**EXTRACTED ENTRIES**
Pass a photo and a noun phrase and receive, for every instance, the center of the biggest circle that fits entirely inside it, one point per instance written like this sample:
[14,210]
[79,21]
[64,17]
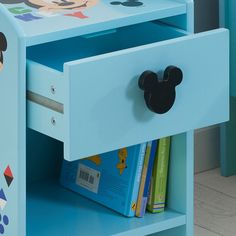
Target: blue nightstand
[69,89]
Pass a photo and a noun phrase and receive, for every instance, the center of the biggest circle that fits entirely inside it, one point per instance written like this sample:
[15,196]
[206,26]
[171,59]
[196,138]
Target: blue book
[111,179]
[148,178]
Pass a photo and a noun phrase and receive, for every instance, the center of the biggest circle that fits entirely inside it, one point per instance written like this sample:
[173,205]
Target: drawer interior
[55,54]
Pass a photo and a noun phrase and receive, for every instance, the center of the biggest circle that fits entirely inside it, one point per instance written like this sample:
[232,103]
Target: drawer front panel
[105,109]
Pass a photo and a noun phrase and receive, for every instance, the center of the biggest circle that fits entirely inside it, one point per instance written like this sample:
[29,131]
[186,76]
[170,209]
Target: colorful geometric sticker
[8,176]
[3,199]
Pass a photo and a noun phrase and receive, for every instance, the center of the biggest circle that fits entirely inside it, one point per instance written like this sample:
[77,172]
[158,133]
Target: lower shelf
[53,210]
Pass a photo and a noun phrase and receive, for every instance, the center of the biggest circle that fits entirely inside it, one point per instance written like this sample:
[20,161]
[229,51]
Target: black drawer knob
[160,95]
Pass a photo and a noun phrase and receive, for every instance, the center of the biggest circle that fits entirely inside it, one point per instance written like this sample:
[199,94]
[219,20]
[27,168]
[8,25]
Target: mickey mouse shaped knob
[160,95]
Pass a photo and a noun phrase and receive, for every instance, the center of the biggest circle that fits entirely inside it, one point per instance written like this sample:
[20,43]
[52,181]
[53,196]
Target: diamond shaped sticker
[3,199]
[8,175]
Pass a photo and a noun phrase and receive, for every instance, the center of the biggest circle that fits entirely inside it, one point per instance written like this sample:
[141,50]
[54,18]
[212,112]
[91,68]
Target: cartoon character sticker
[3,48]
[128,3]
[55,5]
[122,154]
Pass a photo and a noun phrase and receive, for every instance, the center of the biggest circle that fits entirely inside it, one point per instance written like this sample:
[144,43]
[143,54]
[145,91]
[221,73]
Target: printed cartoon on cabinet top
[31,10]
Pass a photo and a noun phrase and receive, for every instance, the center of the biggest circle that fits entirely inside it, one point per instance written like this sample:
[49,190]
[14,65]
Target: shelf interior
[53,210]
[44,24]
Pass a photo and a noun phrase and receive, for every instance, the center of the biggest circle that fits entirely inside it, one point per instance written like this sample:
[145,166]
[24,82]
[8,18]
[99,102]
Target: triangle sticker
[8,180]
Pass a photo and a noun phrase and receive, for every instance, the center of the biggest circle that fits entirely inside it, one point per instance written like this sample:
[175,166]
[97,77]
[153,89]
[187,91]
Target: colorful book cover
[146,177]
[143,179]
[157,196]
[111,179]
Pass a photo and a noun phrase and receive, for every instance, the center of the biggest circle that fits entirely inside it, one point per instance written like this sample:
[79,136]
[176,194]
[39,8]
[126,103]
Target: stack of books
[129,180]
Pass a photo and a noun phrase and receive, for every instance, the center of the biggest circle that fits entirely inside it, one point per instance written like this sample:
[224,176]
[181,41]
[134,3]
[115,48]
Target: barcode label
[88,178]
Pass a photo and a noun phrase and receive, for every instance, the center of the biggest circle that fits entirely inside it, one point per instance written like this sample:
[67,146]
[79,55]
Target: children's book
[111,179]
[146,177]
[157,193]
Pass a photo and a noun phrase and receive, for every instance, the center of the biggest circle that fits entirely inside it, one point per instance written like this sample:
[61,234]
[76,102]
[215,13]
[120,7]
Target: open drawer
[84,90]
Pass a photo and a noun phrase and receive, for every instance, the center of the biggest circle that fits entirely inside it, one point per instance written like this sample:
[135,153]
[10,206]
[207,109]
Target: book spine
[148,178]
[143,179]
[159,185]
[132,203]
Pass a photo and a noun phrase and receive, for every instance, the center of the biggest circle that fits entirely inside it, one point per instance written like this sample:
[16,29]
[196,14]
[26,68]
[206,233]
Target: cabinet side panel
[12,127]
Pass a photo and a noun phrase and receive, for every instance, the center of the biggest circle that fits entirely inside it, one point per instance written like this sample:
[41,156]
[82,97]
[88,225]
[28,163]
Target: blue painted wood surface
[48,23]
[12,127]
[53,210]
[103,89]
[228,130]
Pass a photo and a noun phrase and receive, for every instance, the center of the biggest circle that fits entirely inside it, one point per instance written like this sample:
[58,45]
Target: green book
[158,185]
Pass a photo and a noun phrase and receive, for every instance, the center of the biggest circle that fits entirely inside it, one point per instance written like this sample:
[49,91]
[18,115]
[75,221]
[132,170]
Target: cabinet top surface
[48,20]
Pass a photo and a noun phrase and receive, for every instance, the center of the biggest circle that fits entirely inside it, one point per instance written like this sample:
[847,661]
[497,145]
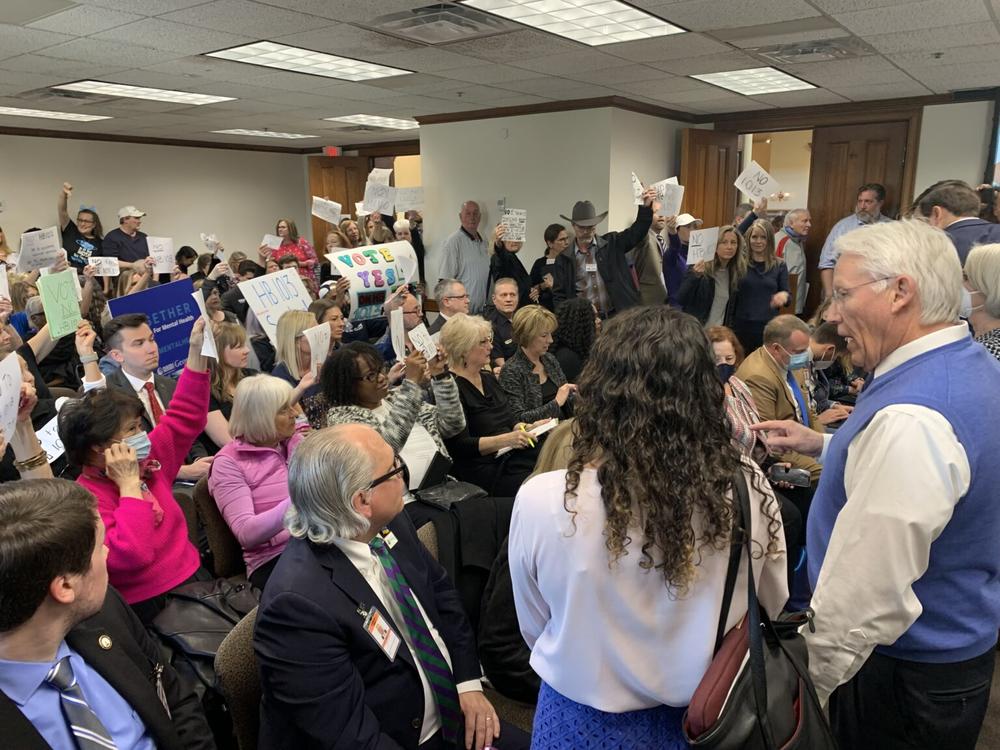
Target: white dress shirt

**GIVEN INSTRUCTION**
Except for the pictures, copy every line of the records above exactly.

**TASK ANSWER**
Pass a photo and a noun phrase and receive, for every instance, the center of the biggest circle that fits entirely inside it, one point per instance written like this sample:
[14,210]
[79,21]
[64,17]
Target: blue nightstand
[69,89]
Pass a photo and a noun phrase and receive, for every instance, the center of the biggest circle that fits entirely inside it, one point per instance written like this sample:
[15,196]
[206,26]
[171,59]
[196,138]
Target: blue book
[111,179]
[148,178]
Pass a photo and a noun phrase and receive, for every instance, the center of the biggest circle that fits entirely inside it, one point per instance written like this sample:
[173,205]
Target: drawer interior
[55,54]
Pass a photo and a noun phrase and receive, for every instance, the center of the biggest circle that fits entirely inside it, one point per instance written like this sample:
[232,103]
Target: drawer front panel
[105,109]
Pass a photo and a noun phrase and receive, for every instance, the center of the biggest circle that fits entirely inside it, one point per instance written like this sample:
[29,131]
[186,76]
[170,209]
Target: colorful geometric sticker
[8,176]
[3,199]
Pass a photo and a noun phrase and receive, for every instance, the center of the biggest circle that fits entirely inside it, one point per instance written like this sample:
[77,172]
[158,133]
Target: lower shelf
[53,210]
Pass a photo and a noun phrase and receive, for every instance, the center of the biggest circle that fits entirely inside it, one point per instance written like this sample:
[20,161]
[229,51]
Target: black drawer knob
[160,95]
Pass a photo and a noun phrase and receive, for every instance, the center of the biggest circle that fits entirely inside it, one point per instance written like this sample:
[199,94]
[219,20]
[27,168]
[8,25]
Target: mickey mouse shaped knob
[160,95]
Pass a photo and a noun phrase and receive, for every instance, the center of the biggest circle that fits entirely inside it, one point per instance written like this sample:
[20,43]
[52,181]
[53,196]
Target: diamond shaped sticker
[3,199]
[8,175]
Pass a photo and a noun phrase and receive, for every instance, the center of the biggest circle that fits entirely inside it, one point per instance written like this sample:
[141,50]
[54,18]
[212,112]
[91,68]
Target: cartoon character sticker
[3,48]
[128,3]
[55,5]
[122,154]
Pass a photo and a noun phrase and receive, for every instance, the center of the biggest circle that fits entirely inside it, one point per instance written like this sample:
[144,43]
[143,54]
[145,91]
[221,73]
Target: printed cartoon on cabinet top
[31,10]
Pass a photo and a noun phrase and receive, for every instance, the center of the biggest circle that fits entirely inside it, one point per instance written like this sample:
[49,190]
[14,65]
Target: shelf interior
[53,210]
[44,24]
Pass a photo and a noun phrase and receive, for every instance, the center of the biggest circle that fits entirely inside it, one point per instance written like this sample:
[145,166]
[24,82]
[8,18]
[99,102]
Target: triangle sticker
[8,180]
Pass a photo and a noun phrase and receive, for every instance, the center of the biggest circle that fits entirely inside it, one point per instance written like this sample:
[175,166]
[97,77]
[153,89]
[187,91]
Target: colorful book cover
[146,177]
[143,179]
[157,196]
[111,179]
Pass a photo and a noun phrase and receive, for every instance, the center of the biggest circle that fits entirely inside it, one point per instance written like this sample:
[79,136]
[176,194]
[39,8]
[126,103]
Target: stack of books
[129,180]
Pass a photo and a noun phrase and receive, for every instance, the center of the biggest circle that fits entirely inside it, one point per instance written like this sample:
[224,176]
[181,41]
[134,3]
[115,48]
Target: barcode label
[88,178]
Pass a photo and a noun phrase and receive, for every instance, the center of the biggest circle that fits entirely inside it, one point per instance written like this sample:
[67,146]
[79,55]
Target: children's book
[111,179]
[146,177]
[157,193]
Pass a photo and a noun phrase and receive, for every instance, the center of the biggest circle that fits entirely inside it, one point per instance written like this sample:
[61,234]
[76,102]
[215,13]
[120,7]
Target: open drawer
[84,90]
Pass a photo and a noun phrase and receive, for every instance, the center of the biggest circle that fits entirely inside it, one point per instance written like this sample:
[135,153]
[10,206]
[207,109]
Target: book spine
[148,178]
[143,179]
[159,185]
[132,203]
Pass a photo and a noun phrase and receive, for every instance, the center of the biggest circle that fits entirely inside it, one point per instance written like this sample:
[16,29]
[196,14]
[26,68]
[206,233]
Target: cabinet side panel
[12,127]
Pass a photo and a noun phrase and receive, for every instance, the center of the biggest circle that fits entirely inside it, one point per instance written like this sample:
[41,156]
[82,97]
[88,225]
[28,163]
Target: blue painted wood surface
[48,23]
[12,127]
[53,210]
[103,89]
[228,130]
Pass a photo and a noun phrase and receive, for every instance, the center of the biggest circle that fits entirely inside it, one point per instance written like this sample:
[58,45]
Target: green book
[158,185]
Pass a photo and a noun phrase and receive, for every instance, the center of the biggest circle that fits entirely inside it, one point per instance written like this sample:
[49,91]
[18,115]
[75,221]
[132,170]
Target: cabinet top surface
[48,20]
Pass a photo and a noun phrase and receive, for every instance, the center of the biggest circle that fits entirely inside it, one point per instance written like this sample:
[847,661]
[497,145]
Target: white dress shirt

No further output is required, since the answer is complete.